- [Questions]
- A) Using the blog post on historic preservation, answer each question:
(i) Which city's Historic Resource Survey did Tom King critique, and in which state is it located?
(ii) What milestone for Bricks + Mortar does the post mark?
(iii) Which buildings did preservationists give attention to this month in an awareness campaign?
- B) Carry the blog post on historic preservation forward from its final sentence.

This is what I believe: sometimes, preservation is exactly how King described. But sometimes (hopefully more often than not), it is a movement and a profession that helps people define the future of their communities by helping them identify and preserve the cultural and historical resources that are important to them. It is optimistic. It is about working together. It is  the confluence of community planning, architectural history, oral history, economic revitalization, archeology, historical research and so much more…  And what I know is that more often than not, preservationists are passionate, positive, energetic people who don’t want to be elite or in ivory towers, but are down to earth and want to do the best job they can for the communities they serve because pride of place and feeling connected to our heritage is for everyone.

courthouses

Preservationists gave Texas courthouses a lot of love this month as part of an awareness campaign. Optimistic! Image via Preservation Nation

I also believe that even Tom King is an optimist at heart!  He wouldn’t bother to criticize where we fall short; and he wouldn’t work so hard against the bureaucracy and the red tape; and he wouldn’t care who was wearing rose colored glasses and who wasn’t,  if he didn’t believe that preservation is both worthwhile and important.

Preservation Is? King Blasts Preservation Profession

This is Bricks + Mortar’s 100th blog post!   To mark the milestone, today’s “Preservation Is…” is a little bit different from the usual affirmative/aspirational/positive quote about preservation that generally makes up the “Preservation Is…” feature.  Today, I bring you a quote from the always incisive, exacting, and fearlessly opinionated CRM* and historic preservation expert, Tom King, that will whip the rose colored glasses right off of your face (or at least it did mine).

Tom King

Image via CRMPlus

The quote comes from a critique of a Historic Resource Survey of the City of Decatur, Georgia (a suburb of Atlanta) that King published on his blog, Tom King’s CRM Plus, last week.  Never shy, King blasts the historic preservation profession for its growing elitism, disconnection from the people and community it is supposed to serve, and its low-quality scholarship, calling it “pointless” and “irresponsible.”

King wrote:

… [O]ver the last twenty years or so, I have come to be alarmed at what historic preservation and CRM have become in this country – particularly in terms of their growing disconnection from the living communities that they must serve if they are to make any sense as aspects of public policy. I’ve also been dismayed at the quality of scholarship (if it can be called that) represented by their typical products. My concerns are outlined in the attached chapter from my 2011 reader, A Companion to Cultural Resource Management (Wiley-Blackwell 2011).

- [Supplied material]
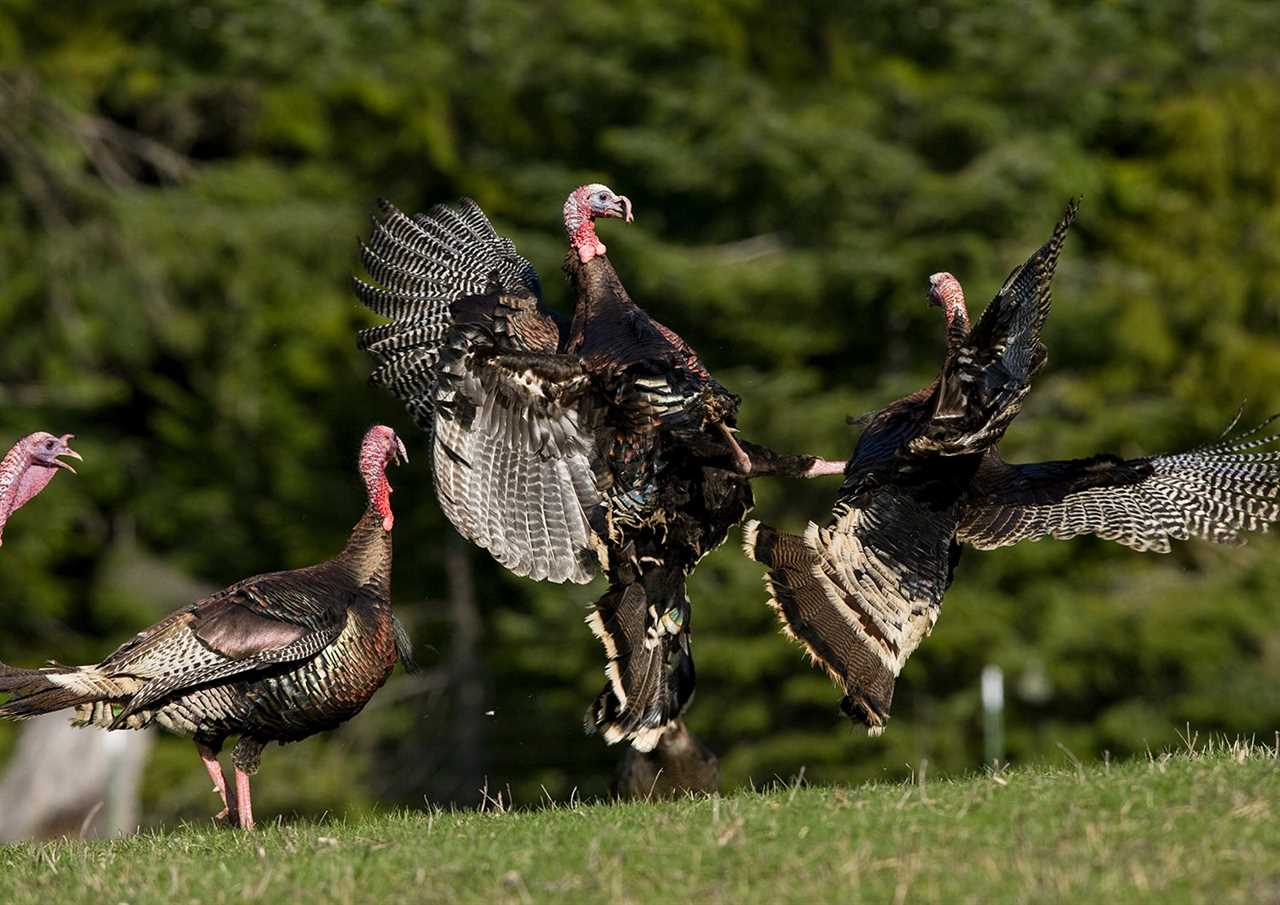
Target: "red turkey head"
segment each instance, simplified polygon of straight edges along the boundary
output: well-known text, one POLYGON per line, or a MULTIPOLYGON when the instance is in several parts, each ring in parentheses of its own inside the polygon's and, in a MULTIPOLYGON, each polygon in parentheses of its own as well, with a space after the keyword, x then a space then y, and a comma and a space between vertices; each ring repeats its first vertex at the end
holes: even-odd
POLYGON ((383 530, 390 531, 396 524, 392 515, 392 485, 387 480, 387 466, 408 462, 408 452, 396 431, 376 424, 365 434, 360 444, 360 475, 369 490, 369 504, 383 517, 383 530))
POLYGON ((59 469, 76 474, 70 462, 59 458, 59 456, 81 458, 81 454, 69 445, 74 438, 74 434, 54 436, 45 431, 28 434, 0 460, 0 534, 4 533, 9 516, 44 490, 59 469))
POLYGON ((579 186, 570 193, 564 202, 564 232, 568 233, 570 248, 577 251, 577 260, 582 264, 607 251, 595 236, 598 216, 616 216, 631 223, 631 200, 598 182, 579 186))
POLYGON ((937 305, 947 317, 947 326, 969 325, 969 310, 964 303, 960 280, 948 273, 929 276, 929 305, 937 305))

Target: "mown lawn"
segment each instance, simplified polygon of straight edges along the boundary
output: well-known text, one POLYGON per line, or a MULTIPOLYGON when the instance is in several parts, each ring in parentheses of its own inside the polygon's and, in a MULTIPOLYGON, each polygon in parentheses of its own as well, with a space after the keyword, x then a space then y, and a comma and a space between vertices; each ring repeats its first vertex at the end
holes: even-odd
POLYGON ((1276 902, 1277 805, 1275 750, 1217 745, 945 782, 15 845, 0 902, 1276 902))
--
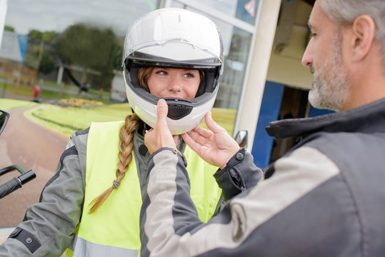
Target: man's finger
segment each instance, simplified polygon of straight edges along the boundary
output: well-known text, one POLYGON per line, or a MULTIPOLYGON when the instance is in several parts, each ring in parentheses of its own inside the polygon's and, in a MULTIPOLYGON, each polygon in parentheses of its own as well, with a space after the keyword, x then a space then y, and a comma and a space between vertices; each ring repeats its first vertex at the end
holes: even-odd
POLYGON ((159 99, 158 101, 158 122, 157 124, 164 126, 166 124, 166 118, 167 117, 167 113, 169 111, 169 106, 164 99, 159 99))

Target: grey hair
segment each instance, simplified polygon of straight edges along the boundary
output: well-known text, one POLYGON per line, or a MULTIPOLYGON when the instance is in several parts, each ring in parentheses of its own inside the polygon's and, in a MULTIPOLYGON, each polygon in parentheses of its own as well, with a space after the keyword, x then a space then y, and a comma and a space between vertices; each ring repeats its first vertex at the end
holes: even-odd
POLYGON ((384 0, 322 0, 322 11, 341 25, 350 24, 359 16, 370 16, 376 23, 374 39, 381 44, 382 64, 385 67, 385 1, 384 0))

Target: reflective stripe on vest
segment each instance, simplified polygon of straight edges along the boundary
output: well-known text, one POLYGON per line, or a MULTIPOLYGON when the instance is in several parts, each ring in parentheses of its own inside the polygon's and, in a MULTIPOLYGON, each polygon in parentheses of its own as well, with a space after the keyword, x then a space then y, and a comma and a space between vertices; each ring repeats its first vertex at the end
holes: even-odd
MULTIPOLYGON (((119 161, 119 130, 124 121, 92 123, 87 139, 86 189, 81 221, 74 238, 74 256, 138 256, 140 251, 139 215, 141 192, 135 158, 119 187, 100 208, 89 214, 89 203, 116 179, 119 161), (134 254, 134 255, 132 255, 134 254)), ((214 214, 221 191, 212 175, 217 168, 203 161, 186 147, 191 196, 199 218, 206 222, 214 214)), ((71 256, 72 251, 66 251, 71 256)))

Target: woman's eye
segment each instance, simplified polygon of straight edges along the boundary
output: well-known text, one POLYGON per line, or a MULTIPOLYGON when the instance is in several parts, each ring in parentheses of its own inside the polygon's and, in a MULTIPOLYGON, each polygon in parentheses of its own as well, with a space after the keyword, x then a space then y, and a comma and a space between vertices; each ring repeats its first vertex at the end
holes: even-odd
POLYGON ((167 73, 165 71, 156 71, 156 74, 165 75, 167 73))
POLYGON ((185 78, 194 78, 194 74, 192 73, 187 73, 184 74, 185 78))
...
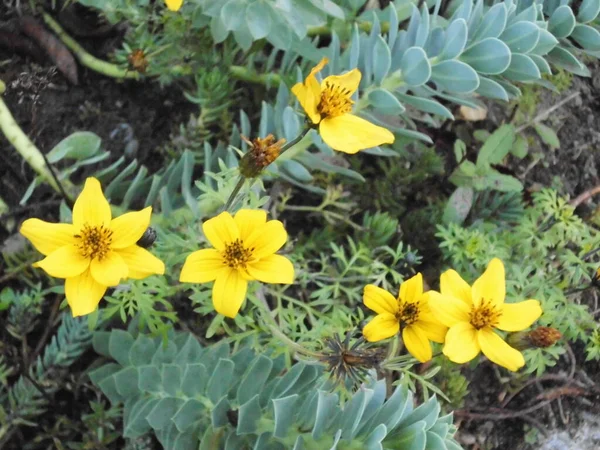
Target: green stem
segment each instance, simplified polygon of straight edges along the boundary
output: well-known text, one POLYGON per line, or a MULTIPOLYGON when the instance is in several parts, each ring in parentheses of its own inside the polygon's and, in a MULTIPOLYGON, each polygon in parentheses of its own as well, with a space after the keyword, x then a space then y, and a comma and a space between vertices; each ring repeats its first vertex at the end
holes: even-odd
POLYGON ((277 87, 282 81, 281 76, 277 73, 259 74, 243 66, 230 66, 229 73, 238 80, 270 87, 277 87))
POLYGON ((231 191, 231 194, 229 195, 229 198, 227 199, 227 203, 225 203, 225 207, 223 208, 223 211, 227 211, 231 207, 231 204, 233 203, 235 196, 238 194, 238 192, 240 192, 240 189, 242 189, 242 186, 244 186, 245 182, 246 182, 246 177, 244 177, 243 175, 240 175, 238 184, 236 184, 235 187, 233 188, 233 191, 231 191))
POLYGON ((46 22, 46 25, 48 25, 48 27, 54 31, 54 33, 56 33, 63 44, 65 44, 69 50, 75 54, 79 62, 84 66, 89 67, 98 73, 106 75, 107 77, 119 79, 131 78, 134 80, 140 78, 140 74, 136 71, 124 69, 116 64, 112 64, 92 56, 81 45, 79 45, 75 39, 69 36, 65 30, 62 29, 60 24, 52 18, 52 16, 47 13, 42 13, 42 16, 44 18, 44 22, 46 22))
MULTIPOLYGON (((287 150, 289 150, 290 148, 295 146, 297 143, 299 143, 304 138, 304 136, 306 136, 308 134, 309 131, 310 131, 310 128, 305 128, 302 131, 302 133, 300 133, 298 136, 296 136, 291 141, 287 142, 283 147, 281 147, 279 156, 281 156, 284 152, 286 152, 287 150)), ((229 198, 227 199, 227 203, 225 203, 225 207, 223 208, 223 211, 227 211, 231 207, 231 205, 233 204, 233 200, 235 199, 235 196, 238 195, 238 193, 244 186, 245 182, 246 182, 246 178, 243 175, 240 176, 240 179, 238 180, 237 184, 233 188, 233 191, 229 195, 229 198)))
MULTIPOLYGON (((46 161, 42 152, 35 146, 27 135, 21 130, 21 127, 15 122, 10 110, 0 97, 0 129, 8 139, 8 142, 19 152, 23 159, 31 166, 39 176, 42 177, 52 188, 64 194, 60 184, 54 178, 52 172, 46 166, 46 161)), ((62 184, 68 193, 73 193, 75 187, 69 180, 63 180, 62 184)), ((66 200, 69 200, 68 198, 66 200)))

- [Task answers]
- A)
(i) Decatur, Georgia
(ii) Its 100th blog post
(iii) Texas courthouses

- B)
The Decatur “Final Report” does nothing to encourage me; it is as classic an example as I have recently seen of what has made historic preservation in this country a pointless, overly costly, elitist, and socially irresponsible activity.”

As this is the 100th post of Bricks + Mortar, I thought it might be a good time to examine his charges. After my initial reaction (eyes popping out of my head, jaw dropping, internally yelling “Nononononononono no! That is not preservation!” at the screen), I thought about what he said, his experience, his other writings, and realized it’s actually pretty difficult for me to argue with him on most of what he said, but more on that tomorrow.  Today, I want to know what YOU think.

Readers who are HP professionals, what do you say? Do you agree with King? Has the profession grown elitist? Is it disconnected? Is the standard of scholarship too low?

Readers who are not professional preservationists, what have you observed? Is HP generally thought of as a profession that is elitist and disconnected from the community? What does it offer you and your community?

What do you feel about the charge that preservation in the US has grown pointless and socially irresponsible?

*To quote King himself, the term CRM or Cultural Resource Management is “used mostly by archaeologists and much more occasionally by architectural historians and historical architects, to refer to managing historic places of archaeological, architectural, and historical interests and considering such places in compliance with environmental and historic preservation laws.”